[SELECTED EXCERPT]
Major European grant for Ana Guerberof Arenas and Tina Kretschmer
Ana Guerberof Arenas and Tina Kretschmer of the University of Groningen have been awarded an ERC Consolidator Grant. The European Research Council (ERC) awards these personal grants of €2 million to outstanding scientists. With these grants, the ERC stimulates groundbreaking research in Europe.
INCREC – Studying the creative translation process in the intersect with technology - Ana Guerberof Arenas
Ana Guerberof Arenas, assistant professor of Translation Studies at the Faculty of Arts, received the grant for the INCREC project that focuses on the creative translation process. AI and, more specifically, machine translation (MT) has drastically changed the public perception of translation and the possibilities of this technology. A remarkably high percentage of the content we read and see is translated, especially in our multilingual and global society. It is therefore crucial to look at the role that human creativity plays in understanding the possibilities, as well as the limitations machine translation in a literary and audio-visual content has.
The INCREC project aims to study the translator’s creative process and its impact on the users’ reception with various techniques, such as eye-tracking, retrospective think-aloud interviews, and questionnaires filled in by professional translators and users. The goal is to create a theoretical framework for understanding creativity, and to enhance technological use on current platforms, thus maintaining language integrity, job satisfaction, and user enjoyment.

[COLLECTED MATERIAL]
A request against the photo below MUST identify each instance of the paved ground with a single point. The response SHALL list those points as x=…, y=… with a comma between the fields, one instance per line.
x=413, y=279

[PROBLEMS TO SOLVE]
A) Answer these questions about the grant announcement, one line each:
(i) How much money does each ERC Consolidator Grant provide?
(ii) What position does Ana Guerberof Arenas hold at the University of Groningen?
(iii) Which techniques will the INCREC project use to study the translator's creative process?
B) Rewrite the grant announcement from "Major European grant" up to and including "research in Europe.", replacing "outstanding" with "exceptional".

[SOLUTIONS PER TASK]
A)
(i) Each grant provides €2 million.
(ii) She is an assistant professor of Translation Studies at the Faculty of Arts.
(iii) It will use eye-tracking, retrospective think-aloud interviews, and questionnaires filled in by professional translators and users.

B)
Major European grant for Ana Guerberof Arenas and Tina Kretschmer
Ana Guerberof Arenas and Tina Kretschmer of the University of Groningen have been awarded an ERC Consolidator Grant. The European Research Council (ERC) awards these personal grants of €2 million to exceptional scientists. With these grants, the ERC stimulates groundbreaking research in Europe.